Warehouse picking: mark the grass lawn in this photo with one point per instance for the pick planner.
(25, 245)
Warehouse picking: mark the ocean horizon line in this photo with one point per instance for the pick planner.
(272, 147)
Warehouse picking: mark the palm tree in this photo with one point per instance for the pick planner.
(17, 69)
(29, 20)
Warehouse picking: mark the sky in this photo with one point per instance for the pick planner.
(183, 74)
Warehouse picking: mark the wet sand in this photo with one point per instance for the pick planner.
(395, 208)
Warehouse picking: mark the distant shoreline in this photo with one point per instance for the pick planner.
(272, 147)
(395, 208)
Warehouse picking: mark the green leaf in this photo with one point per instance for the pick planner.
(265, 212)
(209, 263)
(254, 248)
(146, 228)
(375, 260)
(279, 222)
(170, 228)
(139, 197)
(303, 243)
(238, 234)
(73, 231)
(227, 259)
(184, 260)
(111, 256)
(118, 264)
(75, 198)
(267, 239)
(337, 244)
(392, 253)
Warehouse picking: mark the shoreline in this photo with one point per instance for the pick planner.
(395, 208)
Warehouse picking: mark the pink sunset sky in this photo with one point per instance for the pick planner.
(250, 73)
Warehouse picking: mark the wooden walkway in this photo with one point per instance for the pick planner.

#####

* _CHALLENGE_:
Render every line of the entries above as a Markdown table with two columns, Row and Entry. Number the lines in order and omit any blank lines.

* _ANSWER BELOW_:
| Row | Entry |
|---|---|
| 1 | Warehouse picking: mark the grass lawn in this photo with one point per instance for the pick planner. |
| 2 | (25, 245) |
| 3 | Warehouse picking: mark the ocean horizon line in this photo with one point per instance for the pick planner. |
| 4 | (272, 147) |
| 5 | Warehouse picking: mark the palm tree in this photo with one point per instance for the pick planner. |
| 6 | (17, 69) |
| 7 | (29, 20) |
| 8 | Warehouse picking: mark the sky in this photo with one point per instance for the pick planner. |
| 9 | (183, 74) |
| 10 | Warehouse picking: mark the wet sand in this photo with one point per instance for the pick planner. |
| 11 | (395, 208) |
| 12 | Warehouse picking: mark the distant shoreline in this photo with one point per instance for the pick planner. |
| 13 | (272, 147) |
| 14 | (395, 208) |
| 15 | Warehouse picking: mark the green leaf in this photo with one point per instance for the pick planner. |
| 16 | (265, 212) |
| 17 | (209, 263) |
| 18 | (254, 248) |
| 19 | (146, 228) |
| 20 | (375, 260) |
| 21 | (279, 222) |
| 22 | (170, 228) |
| 23 | (139, 197) |
| 24 | (303, 243) |
| 25 | (238, 234) |
| 26 | (73, 231) |
| 27 | (227, 259) |
| 28 | (184, 260) |
| 29 | (111, 256) |
| 30 | (118, 264) |
| 31 | (75, 198) |
| 32 | (267, 239) |
| 33 | (337, 244) |
| 34 | (392, 253) |
| 35 | Warehouse picking: mark the shoreline in this photo with one point per instance for the pick planner. |
| 36 | (395, 208) |
| 37 | Warehouse picking: mark the pink sunset sky in this photo with one point per instance for the pick planner. |
| 38 | (250, 73) |
| 39 | Warehouse picking: mark the wooden walkway in this photo with one point per instance for the pick planner. |